**WORK ORDER**
Please report each line of the items below that contains the word "positive", copying every such line in full.

━━━━━ SUPPLIED MATERIAL ━━━━━

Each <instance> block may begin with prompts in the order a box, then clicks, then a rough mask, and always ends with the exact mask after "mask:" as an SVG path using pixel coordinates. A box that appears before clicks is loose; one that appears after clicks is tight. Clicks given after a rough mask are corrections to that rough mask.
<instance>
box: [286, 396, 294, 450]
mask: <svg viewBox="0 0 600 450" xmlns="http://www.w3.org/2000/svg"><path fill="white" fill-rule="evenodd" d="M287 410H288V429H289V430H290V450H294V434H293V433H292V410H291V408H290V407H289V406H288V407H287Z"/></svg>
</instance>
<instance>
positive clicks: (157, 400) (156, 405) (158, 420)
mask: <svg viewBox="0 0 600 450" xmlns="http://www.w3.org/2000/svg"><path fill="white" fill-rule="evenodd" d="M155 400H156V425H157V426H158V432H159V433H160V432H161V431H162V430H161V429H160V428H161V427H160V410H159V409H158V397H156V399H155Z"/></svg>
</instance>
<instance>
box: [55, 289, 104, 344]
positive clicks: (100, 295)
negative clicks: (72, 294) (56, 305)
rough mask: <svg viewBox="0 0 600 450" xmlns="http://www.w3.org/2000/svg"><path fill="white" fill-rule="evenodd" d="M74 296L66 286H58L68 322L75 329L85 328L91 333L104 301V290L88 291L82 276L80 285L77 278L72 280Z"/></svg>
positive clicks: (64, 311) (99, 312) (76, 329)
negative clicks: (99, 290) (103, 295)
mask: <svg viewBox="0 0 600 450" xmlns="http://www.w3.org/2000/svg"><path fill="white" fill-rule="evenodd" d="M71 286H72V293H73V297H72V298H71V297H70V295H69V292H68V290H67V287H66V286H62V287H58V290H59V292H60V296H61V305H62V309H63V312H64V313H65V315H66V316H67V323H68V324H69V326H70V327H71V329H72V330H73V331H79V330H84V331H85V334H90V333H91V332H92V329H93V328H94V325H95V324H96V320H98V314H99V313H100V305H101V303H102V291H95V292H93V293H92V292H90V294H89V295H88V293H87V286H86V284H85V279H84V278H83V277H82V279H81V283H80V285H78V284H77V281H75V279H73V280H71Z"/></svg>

━━━━━

**RESPONSE BELOW**
positive clicks: (157, 400) (156, 405) (158, 420)
positive clicks: (100, 295)
positive clicks: (64, 311) (99, 312) (76, 329)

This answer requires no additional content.